Escaping the Notebook Trap - Clean Architecture for Apache Spark

Milan Unicsovics · February 1, 2026

As software created with Apache Spark grows in complexity, the “notebook-first” approach usually leads to what is known in software engineering as a “Big Ball of Mud”. The created notebook contains a monolithic application with evolutionary design. Logic is often implemented directly in notebook cells, components communicate with data frames that have implicit schemas, and testing becomes increasingly complex and slow.

Applying Clean Architecture to Apache Spark development helps us solve these issues, despite the framework itself and underlying platforms (Databricks, Amazon EMR) not making the process any easier. The Clean Architecture enables building applications that are maintainable, testable, and independent of the external resources (databases, data formats).

Clean Architecture

The following blueprint helps to create a production-grade Spark architecture.

Entities

At the center of the architecture are the entities. In a standard Python application, these might be dataclasses; however, in Spark, these are all data frame objects with arbitrary columns and types. To provide type safety, we should avoid passing around generic pyspark.sql.DataFrame objects. The exceptional typedspark library makes the interfaces much more readable; it provides type checking, and as a bonus, autocompletion starts working in your IDE.

An example usage of the library:

class PersonSchema(Schema):
    id: Annotated[Column[LongType], ExtendedColumnMeta(nullable=False)]
    name: Annotated[Column[StringType], ExtendedColumnMeta(nullable=False)]
    age: Annotated[Column[ByteType], ExtendedColumnMeta(nullable=False)]
    wage: Annotated[Column[FloatType], ExtendedColumnMeta(nullable=True)]

Use Cases

The use case layer orchestrates the flow of data from and to the entities. It collects data using repositories, applies business rules, and prepares the result. This is where Clean Architecture really shines. We can test our business logic in isolation without the need to access external resources.

■ **QUESTIONS ON THE MATERIAL**
[1] Answer these questions from the text on Clean Architecture for Apache Spark:
(a) Which two underlying platforms does it name?
(b) Which library does it recommend for adding type safety to data frames?
(c) What does the use case layer use to collect data?
[2] Quote the passage of the text on Clean Architecture for Apache Spark starting with "Applying Clean Architecture" and going on through "(databases, data formats).".

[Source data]
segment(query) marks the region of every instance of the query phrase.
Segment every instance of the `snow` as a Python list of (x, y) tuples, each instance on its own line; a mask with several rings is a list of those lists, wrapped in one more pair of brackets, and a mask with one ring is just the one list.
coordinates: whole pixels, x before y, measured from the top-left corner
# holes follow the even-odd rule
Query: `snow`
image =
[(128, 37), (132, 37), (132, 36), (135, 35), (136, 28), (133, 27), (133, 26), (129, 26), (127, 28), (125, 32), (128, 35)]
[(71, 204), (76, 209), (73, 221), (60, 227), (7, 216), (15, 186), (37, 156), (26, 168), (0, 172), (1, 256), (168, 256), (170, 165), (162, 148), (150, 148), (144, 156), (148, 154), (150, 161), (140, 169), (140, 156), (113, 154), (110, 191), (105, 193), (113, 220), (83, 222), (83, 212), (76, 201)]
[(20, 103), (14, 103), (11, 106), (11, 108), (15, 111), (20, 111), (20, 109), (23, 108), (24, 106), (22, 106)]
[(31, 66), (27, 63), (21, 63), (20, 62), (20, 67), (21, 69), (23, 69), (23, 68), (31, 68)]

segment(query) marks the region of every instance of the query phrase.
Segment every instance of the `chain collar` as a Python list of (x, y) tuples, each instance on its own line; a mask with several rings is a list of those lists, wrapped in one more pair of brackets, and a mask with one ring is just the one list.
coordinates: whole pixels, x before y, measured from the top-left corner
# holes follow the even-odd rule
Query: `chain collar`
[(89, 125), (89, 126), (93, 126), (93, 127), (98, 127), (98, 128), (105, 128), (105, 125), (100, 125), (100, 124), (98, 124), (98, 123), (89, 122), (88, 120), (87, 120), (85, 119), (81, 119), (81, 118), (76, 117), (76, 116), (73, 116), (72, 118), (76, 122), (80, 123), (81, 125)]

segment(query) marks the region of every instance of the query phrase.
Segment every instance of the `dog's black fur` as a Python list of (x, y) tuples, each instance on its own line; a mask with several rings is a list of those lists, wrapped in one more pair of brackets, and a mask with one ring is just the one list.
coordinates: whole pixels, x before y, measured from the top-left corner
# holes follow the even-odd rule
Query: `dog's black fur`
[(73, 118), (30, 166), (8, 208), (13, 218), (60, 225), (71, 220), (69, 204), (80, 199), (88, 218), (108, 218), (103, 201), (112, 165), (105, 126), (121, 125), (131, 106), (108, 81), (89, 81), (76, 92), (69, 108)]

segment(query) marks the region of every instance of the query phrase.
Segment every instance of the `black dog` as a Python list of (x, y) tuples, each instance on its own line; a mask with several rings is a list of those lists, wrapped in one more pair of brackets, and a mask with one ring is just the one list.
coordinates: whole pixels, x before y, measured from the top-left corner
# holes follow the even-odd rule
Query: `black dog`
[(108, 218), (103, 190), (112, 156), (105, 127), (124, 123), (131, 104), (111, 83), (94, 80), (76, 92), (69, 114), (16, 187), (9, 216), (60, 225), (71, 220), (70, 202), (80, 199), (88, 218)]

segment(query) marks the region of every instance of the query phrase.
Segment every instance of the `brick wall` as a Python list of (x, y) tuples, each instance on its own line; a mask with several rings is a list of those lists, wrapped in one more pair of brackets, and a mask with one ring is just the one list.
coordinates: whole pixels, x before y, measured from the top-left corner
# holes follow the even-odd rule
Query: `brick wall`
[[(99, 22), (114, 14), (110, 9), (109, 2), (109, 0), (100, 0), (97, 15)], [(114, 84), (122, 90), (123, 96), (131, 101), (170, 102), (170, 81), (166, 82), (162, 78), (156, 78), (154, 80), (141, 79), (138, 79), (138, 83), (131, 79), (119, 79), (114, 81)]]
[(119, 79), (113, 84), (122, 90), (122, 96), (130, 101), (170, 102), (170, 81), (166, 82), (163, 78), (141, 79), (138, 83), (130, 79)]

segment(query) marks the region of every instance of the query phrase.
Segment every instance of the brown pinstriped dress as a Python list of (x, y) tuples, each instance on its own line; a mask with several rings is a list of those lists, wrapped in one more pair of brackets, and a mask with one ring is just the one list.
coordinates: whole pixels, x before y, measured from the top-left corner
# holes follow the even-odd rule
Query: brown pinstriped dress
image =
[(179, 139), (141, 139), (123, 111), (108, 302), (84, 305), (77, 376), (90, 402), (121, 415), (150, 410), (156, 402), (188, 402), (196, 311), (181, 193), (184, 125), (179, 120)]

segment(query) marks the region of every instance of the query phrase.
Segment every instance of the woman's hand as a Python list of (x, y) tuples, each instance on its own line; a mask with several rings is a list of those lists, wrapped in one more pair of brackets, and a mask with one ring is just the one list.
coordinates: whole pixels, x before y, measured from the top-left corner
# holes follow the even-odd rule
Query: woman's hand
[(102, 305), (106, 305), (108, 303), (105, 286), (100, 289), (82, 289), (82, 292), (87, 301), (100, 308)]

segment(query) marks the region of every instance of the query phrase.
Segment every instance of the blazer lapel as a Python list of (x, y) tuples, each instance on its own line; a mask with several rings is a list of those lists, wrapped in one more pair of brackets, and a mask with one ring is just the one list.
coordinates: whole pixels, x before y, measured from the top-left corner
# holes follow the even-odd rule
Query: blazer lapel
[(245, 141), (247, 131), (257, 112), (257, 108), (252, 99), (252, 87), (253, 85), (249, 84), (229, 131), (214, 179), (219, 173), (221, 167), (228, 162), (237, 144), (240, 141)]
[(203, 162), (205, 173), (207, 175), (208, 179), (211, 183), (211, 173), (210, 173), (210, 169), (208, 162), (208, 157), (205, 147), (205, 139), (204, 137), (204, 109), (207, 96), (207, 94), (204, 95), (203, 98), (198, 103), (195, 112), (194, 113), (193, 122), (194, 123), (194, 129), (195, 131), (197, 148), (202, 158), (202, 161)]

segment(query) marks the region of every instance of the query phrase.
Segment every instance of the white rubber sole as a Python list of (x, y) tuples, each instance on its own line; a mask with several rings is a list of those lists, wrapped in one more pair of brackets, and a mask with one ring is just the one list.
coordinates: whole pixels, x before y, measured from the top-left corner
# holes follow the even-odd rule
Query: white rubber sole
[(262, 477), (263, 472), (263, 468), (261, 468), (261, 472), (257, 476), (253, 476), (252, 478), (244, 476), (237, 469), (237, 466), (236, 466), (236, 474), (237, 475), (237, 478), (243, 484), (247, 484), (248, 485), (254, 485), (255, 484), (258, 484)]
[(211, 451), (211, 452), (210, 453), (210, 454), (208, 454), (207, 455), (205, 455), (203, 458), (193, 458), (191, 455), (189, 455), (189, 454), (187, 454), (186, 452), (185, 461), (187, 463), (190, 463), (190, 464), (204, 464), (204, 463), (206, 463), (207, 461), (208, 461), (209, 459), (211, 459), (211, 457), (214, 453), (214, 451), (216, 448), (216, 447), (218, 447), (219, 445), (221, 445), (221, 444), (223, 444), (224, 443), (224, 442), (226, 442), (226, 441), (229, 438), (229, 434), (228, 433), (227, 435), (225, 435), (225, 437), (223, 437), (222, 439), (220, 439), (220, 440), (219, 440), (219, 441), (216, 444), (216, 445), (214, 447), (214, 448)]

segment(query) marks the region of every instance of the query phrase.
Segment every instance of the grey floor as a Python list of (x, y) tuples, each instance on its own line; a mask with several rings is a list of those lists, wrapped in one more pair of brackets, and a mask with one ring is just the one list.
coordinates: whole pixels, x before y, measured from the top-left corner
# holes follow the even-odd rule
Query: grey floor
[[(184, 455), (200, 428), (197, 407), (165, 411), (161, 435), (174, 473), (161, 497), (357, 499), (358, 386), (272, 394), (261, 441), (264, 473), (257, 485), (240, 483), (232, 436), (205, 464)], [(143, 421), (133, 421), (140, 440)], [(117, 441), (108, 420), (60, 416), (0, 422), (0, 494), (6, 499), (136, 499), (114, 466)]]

■ **RESPONSES IN ORDER**
[1]
(a) Databricks and Amazon EMR
(b) typedspark
(c) Repositories

[2]
Applying Clean Architecture to Apache Spark development helps us solve these issues, despite the framework itself and underlying platforms (Databricks, Amazon EMR) not making the process any easier. The Clean Architecture enables building applications that are maintainable, testable, and independent of the external resources (databases, data formats).